### GIVEN PASSAGE
The 2011 Nissan Altima is the best car for you if you’re comfortable with a frisky Nissan that’s not as fresh as it once was.

The 2011 Nissan Altima adds Special Edition and Alloy Wheel trim packages for the 2.5 S sedan and gains three new exterior colors (Metallic Slate, Saharan Stone, and Brilliant Silver). Otherwise, the 2011 Altima is unaltered from the 2010 Nissan Altima. The 2011 Altima returns in four-door sedan and two-door-coupe form. It remains the rascal of a popular triumvirate that includes the precision-tuned 2011 Honda Accord and the kinder, gentler 2011 Toyota Camry. Camry, Accord, and Altima -- in that order -- are the top sellers in the midsize-car class. It’s a wickedly competitive category in which the 2011 Ford Fusion and 2011 Chevrolet Malibu are nipping at Altima’s heels and the redesigned 2011 Hyundai Sonata is coming on fast.

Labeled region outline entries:

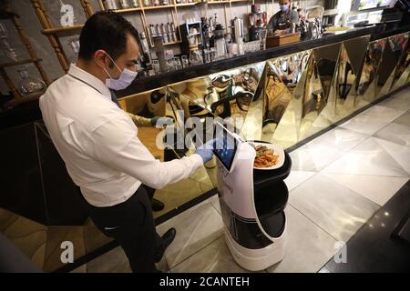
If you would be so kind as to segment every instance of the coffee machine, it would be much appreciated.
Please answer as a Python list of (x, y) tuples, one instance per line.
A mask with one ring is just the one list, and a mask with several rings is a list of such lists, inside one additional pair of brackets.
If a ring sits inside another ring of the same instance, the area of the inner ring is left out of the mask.
[(249, 40), (259, 40), (261, 30), (266, 27), (267, 24), (266, 12), (261, 12), (261, 5), (254, 4), (251, 5), (251, 13), (248, 15), (249, 18)]
[(231, 21), (232, 23), (232, 32), (233, 32), (233, 42), (238, 43), (240, 39), (243, 40), (243, 20), (242, 18), (235, 17)]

### TASK DIRECTIONS
From the car review, copy everything from "The 2011 Nissan Altima is" down to "coming on fast.". Work only from the car review.

### RESPONSE TO THIS TASK
The 2011 Nissan Altima is the best car for you if you’re comfortable with a frisky Nissan that’s not as fresh as it once was.

The 2011 Nissan Altima adds Special Edition and Alloy Wheel trim packages for the 2.5 S sedan and gains three new exterior colors (Metallic Slate, Saharan Stone, and Brilliant Silver). Otherwise, the 2011 Altima is unaltered from the 2010 Nissan Altima. The 2011 Altima returns in four-door sedan and two-door-coupe form. It remains the rascal of a popular triumvirate that includes the precision-tuned 2011 Honda Accord and the kinder, gentler 2011 Toyota Camry. Camry, Accord, and Altima -- in that order -- are the top sellers in the midsize-car class. It’s a wickedly competitive category in which the 2011 Ford Fusion and 2011 Chevrolet Malibu are nipping at Altima’s heels and the redesigned 2011 Hyundai Sonata is coming on fast.